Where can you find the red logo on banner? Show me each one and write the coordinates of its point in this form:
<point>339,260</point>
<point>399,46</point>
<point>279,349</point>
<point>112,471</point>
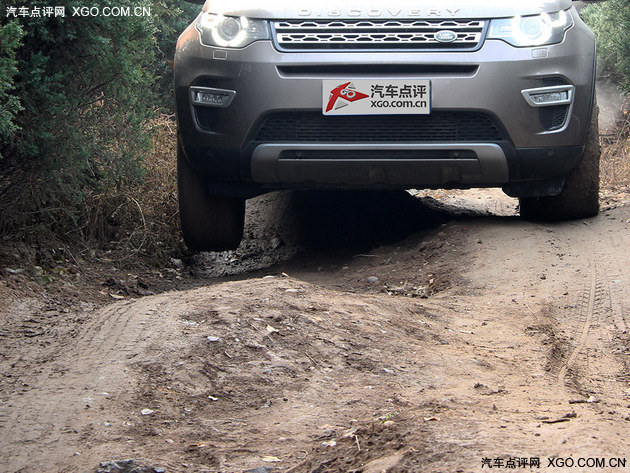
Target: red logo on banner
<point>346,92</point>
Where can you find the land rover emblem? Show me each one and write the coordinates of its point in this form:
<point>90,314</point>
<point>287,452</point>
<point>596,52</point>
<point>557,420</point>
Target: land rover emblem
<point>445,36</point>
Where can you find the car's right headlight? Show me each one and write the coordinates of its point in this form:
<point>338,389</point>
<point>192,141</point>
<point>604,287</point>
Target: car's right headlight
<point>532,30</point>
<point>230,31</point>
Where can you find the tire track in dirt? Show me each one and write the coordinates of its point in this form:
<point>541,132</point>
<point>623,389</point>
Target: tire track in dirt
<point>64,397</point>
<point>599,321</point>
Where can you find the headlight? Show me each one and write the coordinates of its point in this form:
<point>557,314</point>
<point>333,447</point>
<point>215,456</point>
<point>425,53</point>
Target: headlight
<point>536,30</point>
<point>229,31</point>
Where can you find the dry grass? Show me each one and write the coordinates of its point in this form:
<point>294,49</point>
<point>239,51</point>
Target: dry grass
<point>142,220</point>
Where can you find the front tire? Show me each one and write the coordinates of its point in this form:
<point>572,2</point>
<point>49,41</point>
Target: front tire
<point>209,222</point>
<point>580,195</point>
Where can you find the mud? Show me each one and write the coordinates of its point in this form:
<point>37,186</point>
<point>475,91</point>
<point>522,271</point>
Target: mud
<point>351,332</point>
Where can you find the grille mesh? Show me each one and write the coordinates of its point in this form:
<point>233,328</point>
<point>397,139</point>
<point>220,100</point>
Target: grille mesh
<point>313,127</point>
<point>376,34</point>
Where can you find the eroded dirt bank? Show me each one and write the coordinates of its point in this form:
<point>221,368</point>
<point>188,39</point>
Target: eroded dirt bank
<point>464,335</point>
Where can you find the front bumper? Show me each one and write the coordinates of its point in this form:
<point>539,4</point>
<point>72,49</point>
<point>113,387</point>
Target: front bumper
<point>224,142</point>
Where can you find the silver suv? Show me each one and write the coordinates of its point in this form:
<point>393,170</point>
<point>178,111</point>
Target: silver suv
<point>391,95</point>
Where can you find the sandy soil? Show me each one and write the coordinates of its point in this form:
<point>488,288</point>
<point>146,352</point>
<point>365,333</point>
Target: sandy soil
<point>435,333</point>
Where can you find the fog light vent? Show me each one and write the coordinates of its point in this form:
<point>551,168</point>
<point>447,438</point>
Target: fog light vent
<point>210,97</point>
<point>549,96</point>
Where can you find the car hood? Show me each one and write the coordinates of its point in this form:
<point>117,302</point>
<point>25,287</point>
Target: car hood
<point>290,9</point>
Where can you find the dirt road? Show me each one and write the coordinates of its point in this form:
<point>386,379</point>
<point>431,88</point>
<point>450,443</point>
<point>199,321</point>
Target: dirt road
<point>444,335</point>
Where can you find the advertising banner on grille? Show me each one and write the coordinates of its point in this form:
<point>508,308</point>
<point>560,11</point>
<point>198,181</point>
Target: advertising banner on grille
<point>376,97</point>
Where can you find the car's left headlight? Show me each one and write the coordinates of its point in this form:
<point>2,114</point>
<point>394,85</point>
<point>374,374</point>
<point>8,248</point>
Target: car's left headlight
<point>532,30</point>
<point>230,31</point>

★ ★ ★ ★ ★

● Exercise objective: Recast all of the lines above as a Markdown table with two columns, Row and Line, giving each line its own numbered row. Leave out blank lines and the pictures.

● Solution below:
| Row | Line |
|---|---|
| 1 | Where can you find the red logo on banner? Show me each one and write the coordinates of its point in this form: |
| 2 | <point>339,260</point> |
| 3 | <point>399,46</point> |
| 4 | <point>279,349</point> |
| 5 | <point>112,471</point> |
| 6 | Target: red logo on banner |
| 7 | <point>346,92</point> |
| 8 | Where can you find the land rover emblem? Show me each one and write the coordinates of its point in this form: |
| 9 | <point>90,314</point> |
| 10 | <point>287,452</point> |
| 11 | <point>596,52</point> |
| 12 | <point>557,420</point> |
| 13 | Target: land rover emblem |
| 14 | <point>445,36</point> |
| 15 | Where can you find the car's right headlight? Show me each one and write the coordinates of its point in this form: |
| 16 | <point>338,389</point> |
| 17 | <point>192,141</point> |
| 18 | <point>604,287</point> |
| 19 | Target: car's right headlight |
| 20 | <point>532,30</point> |
| 21 | <point>230,31</point> |
| 22 | Where can you find the tire track in dirt? Show me each one and write the coordinates of its point in this form: |
| 23 | <point>541,132</point> |
| 24 | <point>623,389</point> |
| 25 | Target: tire track in dirt |
| 26 | <point>64,397</point> |
| 27 | <point>599,321</point> |
| 28 | Where can you find the headlight? Show me each one and write the coordinates of its point in this form: |
| 29 | <point>557,314</point> |
| 30 | <point>333,447</point> |
| 31 | <point>215,456</point> |
| 32 | <point>425,53</point> |
| 33 | Target: headlight |
| 34 | <point>536,30</point> |
| 35 | <point>229,31</point> |
| 36 | Where can you find the dry grass? Show me each one and write the coordinates of its point in this form: |
| 37 | <point>294,49</point> |
| 38 | <point>239,51</point> |
| 39 | Target: dry grass |
| 40 | <point>142,220</point> |
| 41 | Where can you find the front tire? Show me each one and write the coordinates of its point in this form: |
| 42 | <point>572,2</point> |
| 43 | <point>49,41</point> |
| 44 | Target: front tire |
| 45 | <point>209,222</point> |
| 46 | <point>580,195</point> |
| 47 | Where can you find the mud? Show me each one and write the coordinates of its point in this form: |
| 48 | <point>37,186</point> |
| 49 | <point>475,91</point> |
| 50 | <point>522,271</point> |
| 51 | Target: mud |
| 52 | <point>351,332</point> |
| 53 | Where can you find the grille mesh? Show me each one and write the coordinates of its point in this form: |
| 54 | <point>233,328</point> |
| 55 | <point>397,139</point> |
| 56 | <point>220,100</point> |
| 57 | Target: grille mesh |
| 58 | <point>313,127</point> |
| 59 | <point>376,34</point> |
| 60 | Where can you find the eroded dirt bank? Show me each one and write the coordinates of its point in this form: |
| 61 | <point>221,368</point> |
| 62 | <point>188,39</point> |
| 63 | Target: eroded dirt bank |
| 64 | <point>464,335</point> |
| 65 | Where can you find the front bumper? Show me each one and write the coordinates of its point in this form: |
| 66 | <point>539,4</point> |
| 67 | <point>72,49</point> |
| 68 | <point>113,387</point> |
| 69 | Target: front bumper |
| 70 | <point>224,142</point> |
| 71 | Where can you find the silver suv? Show me each one and write the coordinates of its point in this form: |
| 72 | <point>393,170</point> |
| 73 | <point>178,111</point> |
| 74 | Target: silver suv |
| 75 | <point>391,95</point> |
| 76 | Where can you find the sandy soil? Show me each one and write the coordinates of its point in this form: |
| 77 | <point>488,288</point> |
| 78 | <point>146,352</point> |
| 79 | <point>365,333</point> |
| 80 | Target: sandy soil |
| 81 | <point>435,333</point> |
| 82 | Where can you find the fog light vent? Show me each one and write the coordinates of its point in this form: |
| 83 | <point>551,168</point> |
| 84 | <point>447,438</point> |
| 85 | Target: fog light vent |
| 86 | <point>210,97</point> |
| 87 | <point>549,96</point> |
| 88 | Where can you find the car hood? Show me each one and write the coordinates of its point in this form: |
| 89 | <point>117,302</point> |
| 90 | <point>25,287</point> |
| 91 | Target: car hood |
| 92 | <point>290,9</point> |
| 93 | Where can you find the dirt road? Show me each one and write the coordinates of its point in this form: |
| 94 | <point>386,379</point> |
| 95 | <point>431,88</point> |
| 96 | <point>450,443</point> |
| 97 | <point>199,321</point> |
| 98 | Target: dirt road |
| 99 | <point>444,335</point> |
| 100 | Where can you find the advertising banner on grille? Show me each one and write the coordinates of its point in this form: |
| 101 | <point>508,308</point> |
| 102 | <point>560,11</point> |
| 103 | <point>198,181</point> |
| 104 | Target: advertising banner on grille |
| 105 | <point>376,97</point> |
| 106 | Where can you find the car's left headlight? Show me each one and write the coordinates of its point in this form: |
| 107 | <point>2,114</point> |
| 108 | <point>394,85</point> |
| 109 | <point>374,374</point> |
| 110 | <point>8,248</point> |
| 111 | Target: car's left headlight |
| 112 | <point>532,30</point> |
| 113 | <point>230,31</point> |